Work order:
In full and word for word, copy the listing; no pictures belong in the copy.

Recorded data:
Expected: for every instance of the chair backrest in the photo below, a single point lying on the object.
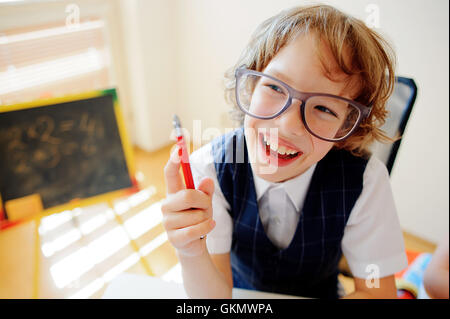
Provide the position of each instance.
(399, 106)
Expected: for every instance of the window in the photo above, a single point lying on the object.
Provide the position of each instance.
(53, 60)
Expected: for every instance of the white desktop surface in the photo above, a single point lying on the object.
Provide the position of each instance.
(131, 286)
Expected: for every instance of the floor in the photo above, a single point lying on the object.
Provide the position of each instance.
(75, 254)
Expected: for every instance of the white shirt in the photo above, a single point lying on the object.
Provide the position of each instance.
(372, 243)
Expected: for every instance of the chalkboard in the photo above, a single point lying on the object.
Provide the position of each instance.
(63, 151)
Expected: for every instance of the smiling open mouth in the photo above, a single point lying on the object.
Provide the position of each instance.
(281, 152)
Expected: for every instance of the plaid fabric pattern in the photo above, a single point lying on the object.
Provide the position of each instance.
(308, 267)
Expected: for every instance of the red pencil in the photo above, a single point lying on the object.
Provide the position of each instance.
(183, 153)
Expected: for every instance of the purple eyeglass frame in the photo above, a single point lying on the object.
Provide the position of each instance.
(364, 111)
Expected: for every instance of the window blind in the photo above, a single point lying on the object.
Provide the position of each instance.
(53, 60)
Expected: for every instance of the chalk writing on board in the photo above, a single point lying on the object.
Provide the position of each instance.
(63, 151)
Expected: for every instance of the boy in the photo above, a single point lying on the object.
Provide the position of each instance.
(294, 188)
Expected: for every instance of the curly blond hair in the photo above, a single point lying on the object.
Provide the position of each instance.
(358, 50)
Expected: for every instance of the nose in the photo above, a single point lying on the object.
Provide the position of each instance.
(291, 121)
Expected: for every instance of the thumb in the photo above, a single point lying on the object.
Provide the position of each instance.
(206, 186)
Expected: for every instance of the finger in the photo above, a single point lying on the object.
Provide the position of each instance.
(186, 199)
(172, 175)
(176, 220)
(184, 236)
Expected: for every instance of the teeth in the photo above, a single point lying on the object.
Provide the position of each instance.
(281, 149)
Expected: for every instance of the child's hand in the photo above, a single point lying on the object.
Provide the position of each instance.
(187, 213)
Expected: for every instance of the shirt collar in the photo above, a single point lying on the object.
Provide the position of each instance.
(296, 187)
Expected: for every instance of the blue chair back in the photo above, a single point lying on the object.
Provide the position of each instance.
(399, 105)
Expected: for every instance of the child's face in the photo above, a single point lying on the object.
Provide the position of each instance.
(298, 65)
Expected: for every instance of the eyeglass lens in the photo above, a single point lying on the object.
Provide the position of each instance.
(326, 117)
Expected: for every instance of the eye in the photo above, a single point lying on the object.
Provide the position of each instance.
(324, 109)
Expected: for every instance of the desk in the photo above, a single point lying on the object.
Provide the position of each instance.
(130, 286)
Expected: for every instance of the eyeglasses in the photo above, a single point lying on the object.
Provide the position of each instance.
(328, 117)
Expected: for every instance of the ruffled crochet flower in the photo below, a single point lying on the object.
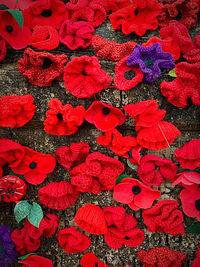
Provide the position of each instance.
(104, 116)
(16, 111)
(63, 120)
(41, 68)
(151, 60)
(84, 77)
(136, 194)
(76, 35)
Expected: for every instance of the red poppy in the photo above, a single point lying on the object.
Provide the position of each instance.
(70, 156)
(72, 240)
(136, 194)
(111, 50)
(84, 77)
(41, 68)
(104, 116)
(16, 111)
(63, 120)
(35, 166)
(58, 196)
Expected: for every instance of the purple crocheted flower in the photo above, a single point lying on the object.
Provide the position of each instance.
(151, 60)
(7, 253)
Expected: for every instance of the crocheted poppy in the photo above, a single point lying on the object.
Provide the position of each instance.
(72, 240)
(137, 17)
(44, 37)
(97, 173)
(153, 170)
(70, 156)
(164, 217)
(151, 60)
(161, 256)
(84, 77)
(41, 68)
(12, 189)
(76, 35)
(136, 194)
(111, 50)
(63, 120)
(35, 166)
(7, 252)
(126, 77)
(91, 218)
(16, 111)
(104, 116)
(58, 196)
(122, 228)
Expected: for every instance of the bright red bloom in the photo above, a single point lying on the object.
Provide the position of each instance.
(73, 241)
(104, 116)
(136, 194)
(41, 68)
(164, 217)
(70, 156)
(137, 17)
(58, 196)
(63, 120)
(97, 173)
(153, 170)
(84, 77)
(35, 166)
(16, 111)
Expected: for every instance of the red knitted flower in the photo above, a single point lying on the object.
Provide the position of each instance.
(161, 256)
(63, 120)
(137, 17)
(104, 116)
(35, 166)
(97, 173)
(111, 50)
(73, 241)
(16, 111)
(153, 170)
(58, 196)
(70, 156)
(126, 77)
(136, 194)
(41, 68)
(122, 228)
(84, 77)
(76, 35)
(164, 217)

Reply:
Expected: for every instance of the chair backrest in the photo below, a single point lying on the object.
Provide the position of each instance.
(399, 106)
Expected: for every instance of the window in the photo above, a single point lying on the object.
Provide the position of each instance.
(53, 60)
Expected: for every instance of the white desktop surface in the photo above, a single point lying on the object.
Provide the position of each instance.
(131, 286)
Expected: for every instance of the floor in the photo above, a single point lying on the object.
Provide the position of each instance.
(75, 254)
Expected: for every instance of the white shirt in the photo above, a single point lying on the object.
Provide the position of each instance.
(372, 243)
Expected: for every instance of the chalkboard in the photo above, a single point lying on the object.
Provide the position of each instance.
(63, 151)
Expected: for every instance of the smiling open mouth in the photo above, a single point lying on the object.
Provide the position of each instance.
(281, 152)
Expected: for every instance of the plaid fabric pattern in the photo above, a single point lying on the object.
Provide the position of each instance.
(308, 267)
Expected: for every instance of the red pencil in the photo above, a single point lying on the object.
Provide the position of each instance.
(183, 153)
Expected: for every instance of the purple eyeglass frame in the photo above, a single point lying on the object.
Provide the position of each instance.
(364, 111)
Expected: for every instance of the window blind in the photo above, a single point lying on the object.
Provide the position of each instance.
(53, 60)
Expected: for every instance of the chalk writing on board in the photo above, a single point lying on the object.
Provide the position of each instance.
(63, 151)
Expected: for every instance of the boy in the photo above, a single point lying on the object.
Provide the position of each instance.
(294, 188)
Expected: for every instance of the curly blond hair in the photo above, a single point lying on the object.
Provide the position of each instance.
(358, 50)
Expected: for every instance of the nose in the photo above, a single point lying on the object.
Provide the position of each instance.
(291, 121)
Expected: for every instance of the thumb in the photo above, a single point lying on the object.
Provide the position of each instance.
(206, 186)
Expected: for every instance of the finger in the photo above, a single point lying on the object.
Provide the position of each instance.
(186, 199)
(172, 175)
(176, 220)
(184, 236)
Expected: for every instance of the teeth in the photo above, a single point lying on the object.
Provide the position of each instance.
(281, 149)
Expected: for every instance of the child's hand in the photo above, a single point lying on the object.
Provide the position of each instance.
(187, 213)
Expected: for every instance of the shirt collar in the photo above, a single point lying on the object.
Provide the position of each instance.
(296, 187)
Expected: for every instance of the blue chair back in the photo above, a single point lying on the object.
Provide the position of each instance.
(399, 105)
Expected: for every instance of the child's face in the photo above, a single point lying on the object.
Provide the position of each instance.
(298, 65)
Expected: for every instance of the eyeglass lens in the photo above, a single point lying on the object.
Provide the position of each instance.
(326, 117)
Expected: for every instance of the eye in the photo above, a single point lying on the object.
Provide the position of each instance.
(324, 109)
Expected: for every instance of the desk in the photo above, a single point lying on the object.
Provide the position of each instance.
(130, 286)
Expected: for every instance of the eyeglasses in the photo above, a single point lying on the object.
Provide the position of each instance.
(328, 117)
Expected: for every instance of the ruffled crochet flower in the photo below, a single point lying on the object.
Provide the position of each instance.
(104, 116)
(16, 111)
(63, 120)
(41, 68)
(151, 60)
(84, 77)
(136, 194)
(76, 35)
Expected: for every instance of the red poppy in the photo above, a single point lying on the object.
Provide the position of each instance.
(70, 156)
(72, 240)
(136, 194)
(111, 50)
(84, 77)
(41, 68)
(104, 116)
(16, 111)
(63, 120)
(35, 166)
(58, 196)
Expected: for every instance of the purple crocheted flower in the photo above, a single point lying on the object.
Provide the position of each instance.
(151, 60)
(7, 253)
Expected: for every instance of the crocheted poppy in the photo above, a single point lying on the object.
Provide the position of each instance.
(72, 240)
(137, 17)
(44, 37)
(97, 173)
(153, 170)
(70, 156)
(164, 217)
(151, 60)
(161, 256)
(84, 77)
(41, 68)
(12, 189)
(76, 35)
(136, 194)
(111, 50)
(63, 120)
(35, 166)
(7, 252)
(126, 77)
(91, 218)
(16, 111)
(104, 116)
(58, 196)
(122, 228)
Expected: for every instance of the bright red bloom in the photo above, a single point lying on the object.
Provide the position of each instance.
(73, 241)
(104, 116)
(136, 194)
(41, 68)
(164, 217)
(70, 156)
(137, 17)
(58, 196)
(63, 120)
(97, 173)
(153, 170)
(84, 77)
(35, 166)
(16, 111)
Expected: for every instance of the red knitted flower in the photo above, a single point lying on the object.
Provide the position of each instance.
(161, 256)
(63, 120)
(137, 17)
(104, 116)
(35, 166)
(97, 173)
(111, 50)
(73, 241)
(16, 111)
(153, 170)
(58, 196)
(70, 156)
(126, 77)
(136, 194)
(41, 68)
(122, 228)
(84, 77)
(76, 35)
(164, 217)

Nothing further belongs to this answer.